Selected excerpt:

────────────────

Wednesday, November 18, 2009

Crime Baking

This past weekend, approximately 200 hundred mystery fans and writers gathered together in the Dedham, Massachusetts, Hilton to participate in Crime Bake. It was a horrible weekend in New England, weather-wise, but that didn’t dampen the spirits of the attendees, all enthusiastic mystery lovers. We were treated to a lunchtime talk by Sue Grafton, creator of the “alphabet” mystery series and the fabulous sleuth, Kinsey Millhone, in which she listed ten things writers shouldn’t do in their writing. I was dismayed to find that I am guilty of oh…all ten.

But that aside, it was a great conference. Great panels, lots of interesting conversation, and a boxed lunch (my all-time favorite mode of food delivery). I met some great people at the banquet Saturday night including Dana Cameron, Paul Tremblay, and Jedediah Berry, where we all participated in trying to solve two murders that took place right before our very eyes when we weren’t growsing about how our dinners were being interrupted by the aforementioned murders.

────────────────

Exercise task 1:
Repeat the passage of the Crime Bake post from "This past weekend, approximately" up to and including "of oh…all ten.".
Exercise task 2:
List the people the Crime Bake post says the writer met at the banquet on Saturday night.
Exercise task 3:
In the Crime Bake post, what did Sue Grafton list in her lunchtime talk?

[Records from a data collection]
────────────────

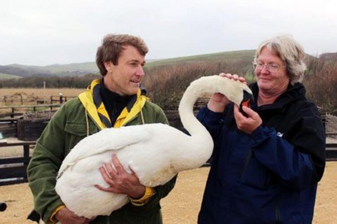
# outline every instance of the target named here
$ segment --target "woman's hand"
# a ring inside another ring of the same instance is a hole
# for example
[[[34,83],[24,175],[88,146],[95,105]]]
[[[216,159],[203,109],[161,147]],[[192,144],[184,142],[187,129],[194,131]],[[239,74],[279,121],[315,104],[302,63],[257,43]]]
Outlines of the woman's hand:
[[[246,117],[239,111],[237,105],[234,105],[234,117],[236,126],[240,131],[251,134],[262,124],[262,119],[257,112],[249,107],[243,106],[242,110],[246,113]]]
[[[239,80],[241,82],[247,84],[244,78],[239,77],[236,74],[232,75],[230,73],[220,73],[219,75],[222,77],[225,77],[234,80]],[[222,112],[226,106],[230,103],[229,100],[226,96],[220,93],[214,93],[208,101],[207,107],[212,111],[215,112]]]

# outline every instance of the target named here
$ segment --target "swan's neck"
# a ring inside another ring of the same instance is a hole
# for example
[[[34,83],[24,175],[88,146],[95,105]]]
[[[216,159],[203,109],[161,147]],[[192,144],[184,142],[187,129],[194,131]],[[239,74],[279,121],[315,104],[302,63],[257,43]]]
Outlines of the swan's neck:
[[[186,89],[180,101],[178,110],[180,119],[185,129],[192,136],[197,135],[198,137],[202,138],[209,134],[195,117],[193,113],[193,106],[199,97],[209,93],[209,89],[197,86],[191,85]]]

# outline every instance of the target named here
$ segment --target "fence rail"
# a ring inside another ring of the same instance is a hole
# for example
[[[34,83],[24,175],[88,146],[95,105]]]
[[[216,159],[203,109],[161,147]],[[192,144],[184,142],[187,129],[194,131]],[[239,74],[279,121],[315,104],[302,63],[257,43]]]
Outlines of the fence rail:
[[[35,141],[0,142],[3,147],[23,146],[22,156],[0,159],[0,186],[27,182],[27,168],[31,157],[29,149]]]
[[[13,118],[15,117],[22,116],[25,113],[27,112],[36,112],[41,111],[42,110],[44,111],[53,111],[53,110],[54,110],[55,108],[60,107],[61,105],[62,104],[53,104],[0,107],[0,112],[1,112],[2,110],[11,111],[9,112],[8,112],[1,113],[0,118],[9,117]],[[26,109],[26,110],[22,110],[23,109]],[[41,110],[41,109],[45,109],[45,110]]]
[[[23,156],[0,159],[0,186],[28,181],[27,168],[31,159],[29,150],[31,146],[35,144],[35,141],[0,142],[0,150],[2,147],[23,147]],[[329,143],[326,145],[326,161],[337,161],[337,143]]]

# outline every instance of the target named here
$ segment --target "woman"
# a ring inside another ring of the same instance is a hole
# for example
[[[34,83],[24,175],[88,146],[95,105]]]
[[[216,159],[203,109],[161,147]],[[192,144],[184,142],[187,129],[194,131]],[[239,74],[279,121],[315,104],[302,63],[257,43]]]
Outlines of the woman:
[[[311,223],[325,136],[301,83],[304,56],[290,37],[262,42],[246,114],[219,93],[200,112],[215,146],[198,223]]]

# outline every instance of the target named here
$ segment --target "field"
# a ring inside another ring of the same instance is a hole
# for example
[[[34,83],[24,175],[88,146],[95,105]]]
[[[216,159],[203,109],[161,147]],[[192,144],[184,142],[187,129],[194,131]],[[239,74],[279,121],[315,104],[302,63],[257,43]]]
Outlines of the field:
[[[61,93],[63,96],[77,96],[85,89],[0,88],[0,107],[36,105],[38,100],[44,99],[49,104],[50,96],[57,99]],[[53,103],[57,103],[53,102]],[[0,111],[0,113],[5,111]]]
[[[62,93],[64,96],[76,96],[83,92],[84,89],[35,89],[35,88],[0,88],[0,96],[12,95],[26,95],[37,96],[57,96]]]
[[[161,201],[164,224],[194,224],[200,208],[209,168],[181,172],[176,186]],[[337,162],[328,162],[323,179],[318,184],[313,223],[337,223]],[[0,201],[7,209],[0,212],[0,224],[32,223],[26,220],[33,207],[32,195],[27,183],[0,186]]]

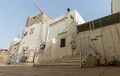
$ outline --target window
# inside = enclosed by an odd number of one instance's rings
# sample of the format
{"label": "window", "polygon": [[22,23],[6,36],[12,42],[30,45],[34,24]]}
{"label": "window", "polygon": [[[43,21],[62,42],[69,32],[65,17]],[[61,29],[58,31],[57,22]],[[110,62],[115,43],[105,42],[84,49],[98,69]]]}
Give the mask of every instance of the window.
{"label": "window", "polygon": [[33,34],[34,28],[30,29],[30,34]]}
{"label": "window", "polygon": [[65,47],[65,45],[66,45],[66,39],[63,38],[63,39],[61,39],[61,41],[60,41],[60,47]]}

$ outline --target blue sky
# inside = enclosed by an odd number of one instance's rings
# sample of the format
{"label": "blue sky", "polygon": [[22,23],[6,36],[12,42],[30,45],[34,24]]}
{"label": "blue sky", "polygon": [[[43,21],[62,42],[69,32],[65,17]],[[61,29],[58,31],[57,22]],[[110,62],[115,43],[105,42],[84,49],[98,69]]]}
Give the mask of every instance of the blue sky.
{"label": "blue sky", "polygon": [[111,13],[110,0],[0,0],[0,48],[7,48],[23,31],[28,16],[39,14],[35,3],[52,18],[63,15],[68,7],[86,21]]}

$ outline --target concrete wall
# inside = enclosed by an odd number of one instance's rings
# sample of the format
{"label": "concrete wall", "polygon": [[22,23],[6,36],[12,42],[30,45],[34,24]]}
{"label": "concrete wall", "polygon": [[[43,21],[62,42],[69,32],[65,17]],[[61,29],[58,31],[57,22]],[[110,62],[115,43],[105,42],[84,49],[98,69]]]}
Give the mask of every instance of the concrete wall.
{"label": "concrete wall", "polygon": [[[80,32],[77,35],[77,50],[81,53],[90,51],[101,55],[101,62],[114,59],[120,61],[120,23],[97,28],[95,30]],[[86,44],[87,43],[87,44]],[[86,47],[87,46],[87,47]],[[84,49],[83,49],[84,48]]]}
{"label": "concrete wall", "polygon": [[112,13],[120,12],[120,0],[112,0]]}
{"label": "concrete wall", "polygon": [[[65,56],[72,56],[73,50],[71,42],[75,39],[77,33],[76,25],[84,22],[75,10],[51,21],[49,23],[46,47],[44,52],[37,52],[35,64],[63,58]],[[60,47],[62,38],[66,39],[65,47]]]}

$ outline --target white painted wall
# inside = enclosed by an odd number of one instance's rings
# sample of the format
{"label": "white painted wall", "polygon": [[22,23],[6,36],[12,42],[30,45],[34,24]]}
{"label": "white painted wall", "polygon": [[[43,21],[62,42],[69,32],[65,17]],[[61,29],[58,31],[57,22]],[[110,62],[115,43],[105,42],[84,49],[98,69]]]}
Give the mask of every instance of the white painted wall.
{"label": "white painted wall", "polygon": [[112,0],[112,13],[120,12],[120,0]]}

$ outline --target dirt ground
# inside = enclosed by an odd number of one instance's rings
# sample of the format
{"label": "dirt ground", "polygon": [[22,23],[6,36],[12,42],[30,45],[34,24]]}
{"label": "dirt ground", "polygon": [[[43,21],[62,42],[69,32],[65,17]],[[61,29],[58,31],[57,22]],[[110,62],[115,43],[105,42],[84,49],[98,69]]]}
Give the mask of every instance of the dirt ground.
{"label": "dirt ground", "polygon": [[120,76],[120,67],[0,66],[0,76]]}

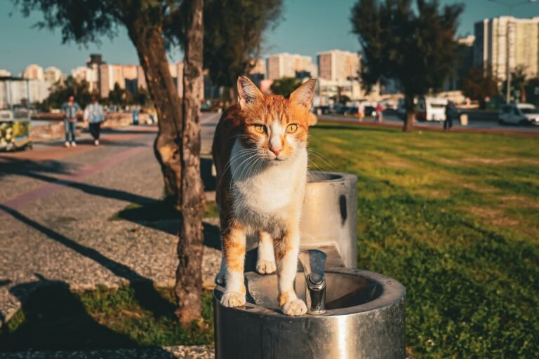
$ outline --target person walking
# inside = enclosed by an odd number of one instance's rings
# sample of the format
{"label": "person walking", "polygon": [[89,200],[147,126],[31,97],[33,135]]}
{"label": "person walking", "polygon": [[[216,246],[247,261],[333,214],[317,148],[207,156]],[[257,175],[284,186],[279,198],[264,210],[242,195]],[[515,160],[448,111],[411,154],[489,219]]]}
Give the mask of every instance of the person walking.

────────────────

Exercise response 1:
This past weekend, approximately 200 hundred mystery fans and writers gathered together in the Dedham, Massachusetts, Hilton to participate in Crime Bake. It was a horrible weekend in New England, weather-wise, but that didn’t dampen the spirits of the attendees, all enthusiastic mystery lovers. We were treated to a lunchtime talk by Sue Grafton, creator of the “alphabet” mystery series and the fabulous sleuth, Kinsey Millhone, in which she listed ten things writers shouldn’t do in their writing. I was dismayed to find that I am guilty of oh…all ten.

Exercise response 2:
Dana Cameron, Paul Tremblay, and Jedediah Berry

Exercise response 3:
She listed ten things writers shouldn't do in their writing.